[WORK INSTRUCTION] Scan the records for "white". Show the matching lines.

[DATA TO PROCESS]
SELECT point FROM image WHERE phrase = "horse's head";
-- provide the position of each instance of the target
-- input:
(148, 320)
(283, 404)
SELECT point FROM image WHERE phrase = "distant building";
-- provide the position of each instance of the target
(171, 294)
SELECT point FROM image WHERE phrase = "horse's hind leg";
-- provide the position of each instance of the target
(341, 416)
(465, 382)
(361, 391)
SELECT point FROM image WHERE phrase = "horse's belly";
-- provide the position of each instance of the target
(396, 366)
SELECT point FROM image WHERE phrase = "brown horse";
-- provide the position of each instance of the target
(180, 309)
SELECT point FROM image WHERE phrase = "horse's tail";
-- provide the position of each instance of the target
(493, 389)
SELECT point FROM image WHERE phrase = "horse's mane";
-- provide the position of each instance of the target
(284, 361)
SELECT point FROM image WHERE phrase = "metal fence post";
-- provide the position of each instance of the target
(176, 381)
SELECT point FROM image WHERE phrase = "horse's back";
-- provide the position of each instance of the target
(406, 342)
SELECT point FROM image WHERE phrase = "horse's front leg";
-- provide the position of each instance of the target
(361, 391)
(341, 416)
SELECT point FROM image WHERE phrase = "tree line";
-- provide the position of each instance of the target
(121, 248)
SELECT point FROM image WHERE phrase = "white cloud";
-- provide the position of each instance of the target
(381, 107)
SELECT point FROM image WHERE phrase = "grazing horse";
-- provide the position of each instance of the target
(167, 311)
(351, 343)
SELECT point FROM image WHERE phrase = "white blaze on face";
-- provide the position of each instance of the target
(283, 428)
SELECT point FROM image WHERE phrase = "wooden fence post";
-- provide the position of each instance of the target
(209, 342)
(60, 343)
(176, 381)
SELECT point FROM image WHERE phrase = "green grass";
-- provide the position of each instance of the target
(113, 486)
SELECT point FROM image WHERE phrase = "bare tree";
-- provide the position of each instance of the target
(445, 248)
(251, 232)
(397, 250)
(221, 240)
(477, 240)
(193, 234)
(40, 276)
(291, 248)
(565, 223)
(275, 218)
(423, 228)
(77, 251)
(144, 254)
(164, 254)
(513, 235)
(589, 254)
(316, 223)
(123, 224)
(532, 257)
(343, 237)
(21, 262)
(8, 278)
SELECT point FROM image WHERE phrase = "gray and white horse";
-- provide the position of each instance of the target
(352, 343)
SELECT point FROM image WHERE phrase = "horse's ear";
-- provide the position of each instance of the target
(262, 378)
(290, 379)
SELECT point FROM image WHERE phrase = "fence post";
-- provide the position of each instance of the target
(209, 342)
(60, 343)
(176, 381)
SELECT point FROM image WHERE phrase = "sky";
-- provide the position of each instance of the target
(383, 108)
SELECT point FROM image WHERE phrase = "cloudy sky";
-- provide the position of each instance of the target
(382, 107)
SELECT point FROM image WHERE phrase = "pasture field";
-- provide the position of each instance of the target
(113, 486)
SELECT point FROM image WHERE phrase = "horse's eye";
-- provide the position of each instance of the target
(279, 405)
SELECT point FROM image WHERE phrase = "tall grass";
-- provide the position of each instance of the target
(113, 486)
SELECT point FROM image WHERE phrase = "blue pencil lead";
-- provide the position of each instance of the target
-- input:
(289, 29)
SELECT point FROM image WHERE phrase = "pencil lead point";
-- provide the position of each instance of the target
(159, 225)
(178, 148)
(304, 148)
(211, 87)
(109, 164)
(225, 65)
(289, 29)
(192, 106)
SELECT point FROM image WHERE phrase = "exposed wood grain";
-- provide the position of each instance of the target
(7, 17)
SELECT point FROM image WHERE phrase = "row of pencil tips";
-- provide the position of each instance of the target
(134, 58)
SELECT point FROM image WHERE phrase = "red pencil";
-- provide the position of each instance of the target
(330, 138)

[RESPONSE BOX]
SELECT point FROM image WHERE phrase = "white cloud";
SELECT point FROM image WHERE phrase = "white blaze on face";
SELECT point FROM image WHERE phrase = "gray and white horse";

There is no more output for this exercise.